Passage shown:
━━━━━━━━

It is illegal to discriminate for jobs on the basis of sex in the US (as per the Civil Rights Act of 1964). If you believe yourself to be the victim of discrimination, then submit a complaint the the EEOC [1] who will investigate.

That being said, a large gap between the number men and women (or whites and blacks, etc) working at companies exist can be considered evidence of systematic discrimination. Increasing the pool of unrepresented applicants is a great way to ensure that a diverse pool of qualified candidates get interviews, thus reduce the likelihood that a company appears to be practicing discrimination during hiring.

[1] https://www.eeoc.gov/laws/types/sex.cfm

3 comments

Good luck with that complaint to the EEOC as a white man.
The EEOC absolutely investigates discrimination against white males.

https://www.eeoc.gov/eeoc/initiatives/e-race/caselist.cfm#re...

I never said it's not possible. I said good luck. Pointing out a handful of cases hardly proves that they're given the same level of consideration.
I can accept either point but not both.

It is illegal to discriminate based on sex.

By not discriminating based on sex to fix a ratio/percent you could be found discriminating

Statistically speaking, an equal opportunity workforce should be comprised of some demographic makeup. If a company deviates dramatically from that target makeup, the implication is that hiring practices are unfair. Addressing the unfairness will cause the issue to naturally correct itself.

This is a sound strategy that's commonly applied to other areas of engineering. If a company produces bearings and their QA department measures bearing tolerances from a shipment sample to deviate wildly from what is expected, then the implication is their is an issue with the manufacturing process that needs to be addressed. They don't just toss a handful of under-tolerant bearing in the shipment to bring the median value inline.

━━━━━━━━

Set exercise A: Pull out every line of the rows below that contains the string "flag", and copy each one.
Set exercise B: Write what comes next in the discussion of sex discrimination in hiring above, starting right after its final sentence.

━━━━━━━━

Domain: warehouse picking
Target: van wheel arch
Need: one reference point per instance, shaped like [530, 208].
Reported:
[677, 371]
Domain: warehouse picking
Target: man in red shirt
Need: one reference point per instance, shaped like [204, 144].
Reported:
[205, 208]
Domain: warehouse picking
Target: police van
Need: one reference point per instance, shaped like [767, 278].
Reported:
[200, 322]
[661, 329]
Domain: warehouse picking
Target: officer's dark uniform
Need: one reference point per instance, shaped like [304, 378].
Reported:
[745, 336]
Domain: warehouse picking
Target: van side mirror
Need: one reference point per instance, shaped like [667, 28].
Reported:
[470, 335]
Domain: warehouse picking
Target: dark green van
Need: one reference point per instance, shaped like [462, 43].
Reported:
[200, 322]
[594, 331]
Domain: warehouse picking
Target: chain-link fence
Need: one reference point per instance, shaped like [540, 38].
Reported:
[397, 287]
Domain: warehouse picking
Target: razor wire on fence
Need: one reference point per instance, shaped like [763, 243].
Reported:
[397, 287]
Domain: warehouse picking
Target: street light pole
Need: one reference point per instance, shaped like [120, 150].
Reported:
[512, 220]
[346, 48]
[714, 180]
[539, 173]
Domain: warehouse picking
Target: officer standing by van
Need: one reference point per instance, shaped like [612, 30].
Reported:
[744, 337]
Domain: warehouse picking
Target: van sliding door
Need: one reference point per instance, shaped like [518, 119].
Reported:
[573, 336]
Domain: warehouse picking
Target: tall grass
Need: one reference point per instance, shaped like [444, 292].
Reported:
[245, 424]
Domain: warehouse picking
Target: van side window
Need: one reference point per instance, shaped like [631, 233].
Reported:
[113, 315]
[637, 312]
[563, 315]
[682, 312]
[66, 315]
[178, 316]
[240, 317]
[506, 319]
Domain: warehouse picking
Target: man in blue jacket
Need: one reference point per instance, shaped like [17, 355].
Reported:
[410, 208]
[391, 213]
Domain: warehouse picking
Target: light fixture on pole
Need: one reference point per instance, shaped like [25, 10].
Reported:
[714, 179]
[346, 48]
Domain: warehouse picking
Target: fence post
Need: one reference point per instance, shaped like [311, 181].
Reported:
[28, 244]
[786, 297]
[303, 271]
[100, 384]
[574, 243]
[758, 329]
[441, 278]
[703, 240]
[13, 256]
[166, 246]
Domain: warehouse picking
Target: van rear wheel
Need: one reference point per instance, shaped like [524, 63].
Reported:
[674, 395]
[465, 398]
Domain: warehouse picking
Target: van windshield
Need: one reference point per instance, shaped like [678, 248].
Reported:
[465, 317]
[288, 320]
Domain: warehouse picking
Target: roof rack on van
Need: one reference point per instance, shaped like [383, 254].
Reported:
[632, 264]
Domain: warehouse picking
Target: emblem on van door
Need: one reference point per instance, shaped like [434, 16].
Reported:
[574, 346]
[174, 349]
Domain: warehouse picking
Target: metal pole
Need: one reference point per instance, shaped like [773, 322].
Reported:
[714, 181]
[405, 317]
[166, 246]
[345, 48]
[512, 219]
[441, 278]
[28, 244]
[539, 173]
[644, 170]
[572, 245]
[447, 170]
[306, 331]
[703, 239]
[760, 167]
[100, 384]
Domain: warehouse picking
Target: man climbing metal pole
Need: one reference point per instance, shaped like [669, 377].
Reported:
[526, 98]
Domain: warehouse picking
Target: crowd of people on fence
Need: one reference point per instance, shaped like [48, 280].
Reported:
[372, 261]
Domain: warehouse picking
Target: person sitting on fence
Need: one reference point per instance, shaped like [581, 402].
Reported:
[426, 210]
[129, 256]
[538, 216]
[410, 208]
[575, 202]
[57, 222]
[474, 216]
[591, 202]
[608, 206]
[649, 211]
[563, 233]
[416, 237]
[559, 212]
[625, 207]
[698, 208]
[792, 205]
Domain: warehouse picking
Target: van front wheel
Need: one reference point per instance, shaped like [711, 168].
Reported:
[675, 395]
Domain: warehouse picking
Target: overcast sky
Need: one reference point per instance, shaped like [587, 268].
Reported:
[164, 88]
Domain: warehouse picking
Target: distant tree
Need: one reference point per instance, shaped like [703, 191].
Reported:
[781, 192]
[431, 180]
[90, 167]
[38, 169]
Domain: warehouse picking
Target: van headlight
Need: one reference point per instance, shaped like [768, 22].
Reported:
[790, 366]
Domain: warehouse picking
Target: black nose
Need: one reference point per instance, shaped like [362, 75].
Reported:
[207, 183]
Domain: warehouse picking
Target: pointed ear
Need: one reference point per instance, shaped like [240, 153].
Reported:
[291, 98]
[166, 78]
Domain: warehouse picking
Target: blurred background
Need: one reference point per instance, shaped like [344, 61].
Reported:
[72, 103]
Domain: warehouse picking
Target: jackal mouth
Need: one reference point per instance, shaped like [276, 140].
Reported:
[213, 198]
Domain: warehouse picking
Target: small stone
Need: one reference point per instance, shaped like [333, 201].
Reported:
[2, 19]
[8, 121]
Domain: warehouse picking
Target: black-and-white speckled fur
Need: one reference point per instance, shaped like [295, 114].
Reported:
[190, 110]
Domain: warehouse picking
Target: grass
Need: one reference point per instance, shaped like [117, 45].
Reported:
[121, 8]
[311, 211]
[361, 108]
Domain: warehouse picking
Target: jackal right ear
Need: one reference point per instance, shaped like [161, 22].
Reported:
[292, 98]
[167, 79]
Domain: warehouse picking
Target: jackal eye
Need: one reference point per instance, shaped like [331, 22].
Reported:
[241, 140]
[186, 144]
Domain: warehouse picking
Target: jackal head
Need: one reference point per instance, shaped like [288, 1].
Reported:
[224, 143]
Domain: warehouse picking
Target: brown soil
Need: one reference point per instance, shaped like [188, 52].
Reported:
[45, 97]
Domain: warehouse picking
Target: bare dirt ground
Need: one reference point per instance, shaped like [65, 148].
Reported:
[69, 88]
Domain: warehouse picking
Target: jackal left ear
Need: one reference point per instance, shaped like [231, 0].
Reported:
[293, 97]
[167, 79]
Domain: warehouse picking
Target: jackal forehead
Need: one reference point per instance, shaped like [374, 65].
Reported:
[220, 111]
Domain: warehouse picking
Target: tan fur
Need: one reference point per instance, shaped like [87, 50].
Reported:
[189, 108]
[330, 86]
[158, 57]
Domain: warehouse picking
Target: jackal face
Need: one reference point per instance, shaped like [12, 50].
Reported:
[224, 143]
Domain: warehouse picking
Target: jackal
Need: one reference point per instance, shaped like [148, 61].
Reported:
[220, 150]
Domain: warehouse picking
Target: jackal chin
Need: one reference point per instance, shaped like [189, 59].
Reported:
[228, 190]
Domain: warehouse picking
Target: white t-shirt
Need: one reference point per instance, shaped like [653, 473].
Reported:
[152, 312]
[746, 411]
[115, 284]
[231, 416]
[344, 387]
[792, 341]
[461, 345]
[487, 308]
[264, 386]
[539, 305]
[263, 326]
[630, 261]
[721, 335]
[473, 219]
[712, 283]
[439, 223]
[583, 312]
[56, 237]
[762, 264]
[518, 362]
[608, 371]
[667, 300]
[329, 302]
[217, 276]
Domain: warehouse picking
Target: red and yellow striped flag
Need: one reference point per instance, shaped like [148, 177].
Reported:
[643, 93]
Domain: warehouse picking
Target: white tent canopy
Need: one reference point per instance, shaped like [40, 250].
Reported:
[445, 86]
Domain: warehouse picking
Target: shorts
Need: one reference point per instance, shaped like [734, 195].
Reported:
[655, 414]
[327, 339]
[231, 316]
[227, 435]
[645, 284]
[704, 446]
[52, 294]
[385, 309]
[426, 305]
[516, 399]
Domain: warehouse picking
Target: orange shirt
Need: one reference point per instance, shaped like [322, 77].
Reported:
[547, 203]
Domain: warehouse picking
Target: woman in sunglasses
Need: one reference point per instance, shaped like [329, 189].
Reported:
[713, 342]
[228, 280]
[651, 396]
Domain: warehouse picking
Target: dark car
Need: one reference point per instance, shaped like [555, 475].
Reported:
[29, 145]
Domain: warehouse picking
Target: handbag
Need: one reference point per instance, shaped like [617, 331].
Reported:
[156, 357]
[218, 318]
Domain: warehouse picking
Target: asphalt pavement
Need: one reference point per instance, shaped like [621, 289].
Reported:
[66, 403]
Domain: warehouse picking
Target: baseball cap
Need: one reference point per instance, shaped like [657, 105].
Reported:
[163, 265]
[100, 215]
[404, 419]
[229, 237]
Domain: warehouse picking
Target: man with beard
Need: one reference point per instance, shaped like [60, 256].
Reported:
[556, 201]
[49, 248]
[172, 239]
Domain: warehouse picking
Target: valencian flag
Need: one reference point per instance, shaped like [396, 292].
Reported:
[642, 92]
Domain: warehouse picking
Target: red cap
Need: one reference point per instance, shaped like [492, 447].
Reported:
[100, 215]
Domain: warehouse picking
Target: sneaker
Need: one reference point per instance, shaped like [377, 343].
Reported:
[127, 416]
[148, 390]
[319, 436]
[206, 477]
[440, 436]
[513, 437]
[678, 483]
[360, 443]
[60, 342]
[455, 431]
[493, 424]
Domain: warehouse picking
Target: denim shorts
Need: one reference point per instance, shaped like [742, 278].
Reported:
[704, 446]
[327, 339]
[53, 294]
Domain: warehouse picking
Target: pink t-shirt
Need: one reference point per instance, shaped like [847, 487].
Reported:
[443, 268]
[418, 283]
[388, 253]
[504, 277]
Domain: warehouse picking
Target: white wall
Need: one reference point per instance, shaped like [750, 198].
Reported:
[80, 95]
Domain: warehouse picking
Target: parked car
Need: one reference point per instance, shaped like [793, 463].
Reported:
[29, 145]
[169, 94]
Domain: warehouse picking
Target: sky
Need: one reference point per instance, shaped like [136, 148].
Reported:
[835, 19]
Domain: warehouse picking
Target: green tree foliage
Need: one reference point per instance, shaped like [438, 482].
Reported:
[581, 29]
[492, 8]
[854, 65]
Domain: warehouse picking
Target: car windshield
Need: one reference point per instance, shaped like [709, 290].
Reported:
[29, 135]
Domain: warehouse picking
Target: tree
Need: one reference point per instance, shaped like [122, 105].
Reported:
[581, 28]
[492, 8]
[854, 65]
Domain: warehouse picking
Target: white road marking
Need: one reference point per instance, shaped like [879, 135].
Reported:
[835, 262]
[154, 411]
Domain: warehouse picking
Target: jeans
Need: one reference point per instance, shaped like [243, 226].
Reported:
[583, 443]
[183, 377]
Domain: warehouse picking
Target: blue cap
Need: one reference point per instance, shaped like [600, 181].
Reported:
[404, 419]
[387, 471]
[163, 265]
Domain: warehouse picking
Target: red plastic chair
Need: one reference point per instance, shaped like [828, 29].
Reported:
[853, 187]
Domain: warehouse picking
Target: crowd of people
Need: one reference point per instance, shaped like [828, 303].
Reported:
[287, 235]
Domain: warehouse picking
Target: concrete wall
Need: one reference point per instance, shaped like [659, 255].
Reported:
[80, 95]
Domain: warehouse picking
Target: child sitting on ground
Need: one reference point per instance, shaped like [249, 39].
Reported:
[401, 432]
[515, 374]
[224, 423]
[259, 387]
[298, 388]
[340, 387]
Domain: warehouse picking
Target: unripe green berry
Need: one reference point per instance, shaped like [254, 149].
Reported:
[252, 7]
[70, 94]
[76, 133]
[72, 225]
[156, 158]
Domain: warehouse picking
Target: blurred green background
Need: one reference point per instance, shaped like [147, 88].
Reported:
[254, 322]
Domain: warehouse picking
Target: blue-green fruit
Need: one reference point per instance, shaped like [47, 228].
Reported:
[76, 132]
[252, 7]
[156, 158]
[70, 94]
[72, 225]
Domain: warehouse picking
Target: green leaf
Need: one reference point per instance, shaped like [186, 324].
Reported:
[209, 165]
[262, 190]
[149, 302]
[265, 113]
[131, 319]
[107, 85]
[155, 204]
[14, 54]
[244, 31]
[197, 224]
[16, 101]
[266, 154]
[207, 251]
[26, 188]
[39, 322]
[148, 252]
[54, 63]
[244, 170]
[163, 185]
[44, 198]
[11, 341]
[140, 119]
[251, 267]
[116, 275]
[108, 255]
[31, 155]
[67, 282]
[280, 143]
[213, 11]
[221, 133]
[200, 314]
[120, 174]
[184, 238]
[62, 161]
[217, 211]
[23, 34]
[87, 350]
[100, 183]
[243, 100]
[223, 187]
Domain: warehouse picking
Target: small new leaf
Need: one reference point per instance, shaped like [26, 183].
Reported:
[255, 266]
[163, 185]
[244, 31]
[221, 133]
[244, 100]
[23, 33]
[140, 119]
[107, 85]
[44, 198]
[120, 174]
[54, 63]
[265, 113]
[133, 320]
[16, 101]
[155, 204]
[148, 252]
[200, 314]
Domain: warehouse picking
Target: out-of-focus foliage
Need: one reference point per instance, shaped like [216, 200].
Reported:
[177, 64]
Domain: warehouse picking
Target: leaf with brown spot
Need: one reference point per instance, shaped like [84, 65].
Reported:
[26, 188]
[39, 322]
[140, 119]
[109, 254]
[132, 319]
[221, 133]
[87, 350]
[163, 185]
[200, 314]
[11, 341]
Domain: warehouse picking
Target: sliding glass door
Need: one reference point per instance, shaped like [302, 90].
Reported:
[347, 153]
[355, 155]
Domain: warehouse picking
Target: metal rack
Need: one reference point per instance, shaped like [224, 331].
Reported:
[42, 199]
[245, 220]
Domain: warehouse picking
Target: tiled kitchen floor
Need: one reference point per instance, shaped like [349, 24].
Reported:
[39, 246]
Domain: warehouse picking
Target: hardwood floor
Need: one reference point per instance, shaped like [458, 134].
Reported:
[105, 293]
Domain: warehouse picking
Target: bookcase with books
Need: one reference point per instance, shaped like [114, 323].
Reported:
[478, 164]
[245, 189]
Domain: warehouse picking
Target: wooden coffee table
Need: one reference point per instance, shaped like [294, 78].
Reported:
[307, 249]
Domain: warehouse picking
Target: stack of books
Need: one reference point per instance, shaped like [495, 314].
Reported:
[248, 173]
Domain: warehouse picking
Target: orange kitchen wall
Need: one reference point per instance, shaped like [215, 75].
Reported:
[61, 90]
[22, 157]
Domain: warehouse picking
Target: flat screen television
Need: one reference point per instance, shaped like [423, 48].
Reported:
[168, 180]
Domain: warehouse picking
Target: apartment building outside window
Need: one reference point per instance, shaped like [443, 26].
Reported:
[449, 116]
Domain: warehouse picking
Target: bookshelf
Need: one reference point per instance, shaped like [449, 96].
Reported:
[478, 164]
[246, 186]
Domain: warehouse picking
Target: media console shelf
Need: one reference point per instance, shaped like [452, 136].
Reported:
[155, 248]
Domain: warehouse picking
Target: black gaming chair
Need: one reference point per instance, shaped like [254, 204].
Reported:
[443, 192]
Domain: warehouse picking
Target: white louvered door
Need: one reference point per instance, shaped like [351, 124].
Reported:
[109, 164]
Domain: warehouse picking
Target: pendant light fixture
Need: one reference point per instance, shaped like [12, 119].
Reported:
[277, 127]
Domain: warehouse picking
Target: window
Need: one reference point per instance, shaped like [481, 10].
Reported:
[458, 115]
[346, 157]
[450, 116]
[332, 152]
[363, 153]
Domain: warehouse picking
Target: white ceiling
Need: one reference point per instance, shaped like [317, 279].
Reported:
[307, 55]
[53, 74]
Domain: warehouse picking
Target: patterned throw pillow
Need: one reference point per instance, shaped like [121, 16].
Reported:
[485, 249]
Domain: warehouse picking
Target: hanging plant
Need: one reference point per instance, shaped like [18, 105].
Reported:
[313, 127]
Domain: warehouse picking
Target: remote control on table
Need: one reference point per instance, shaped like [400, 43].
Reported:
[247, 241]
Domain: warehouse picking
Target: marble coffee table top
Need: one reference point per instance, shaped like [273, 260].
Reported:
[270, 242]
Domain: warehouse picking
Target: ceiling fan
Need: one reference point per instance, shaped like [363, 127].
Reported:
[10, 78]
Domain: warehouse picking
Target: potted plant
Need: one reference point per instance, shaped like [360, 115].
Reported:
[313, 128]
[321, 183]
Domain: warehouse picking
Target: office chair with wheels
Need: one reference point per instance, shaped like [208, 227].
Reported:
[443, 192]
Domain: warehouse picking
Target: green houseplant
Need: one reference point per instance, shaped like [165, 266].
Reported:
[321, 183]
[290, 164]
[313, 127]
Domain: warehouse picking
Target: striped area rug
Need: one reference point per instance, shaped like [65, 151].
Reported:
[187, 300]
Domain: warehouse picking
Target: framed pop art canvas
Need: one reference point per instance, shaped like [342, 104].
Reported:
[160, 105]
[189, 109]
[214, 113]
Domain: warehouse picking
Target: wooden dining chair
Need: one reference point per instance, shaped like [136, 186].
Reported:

━━━━━━━━

Exercise answer A:
Target: red and yellow striped flag
Target: valencian flag

Exercise answer B:
In other words:

> By not discriminating based on sex to fix a ratio/percent

...Is where your misunderstanding is. This idea is not over-correction -- you do no need to discriminate to achieve a specific makeup. You explicitly need to NOT discriminate and the problem will be correct itself.

ELI5: If a company was found to have a workforce that was too short. An appropriate response is to notice the problem an conduct an investigation, which determines tall people were put off from applying because the doors were too short. They correct the doors and the average height of employees naturally correct.

A wrong approach is to explicitly weight taller people more favorable in interviews.

What is the desired demographic makeup? Is it 50:50? Should it be across all professions?
>working at companies exist can be considered evidence of systematic discrimination.

No it can't unless you show that there are an equal number of qualified candidates, which there aren't in tech. CS grad rates for women are much lower.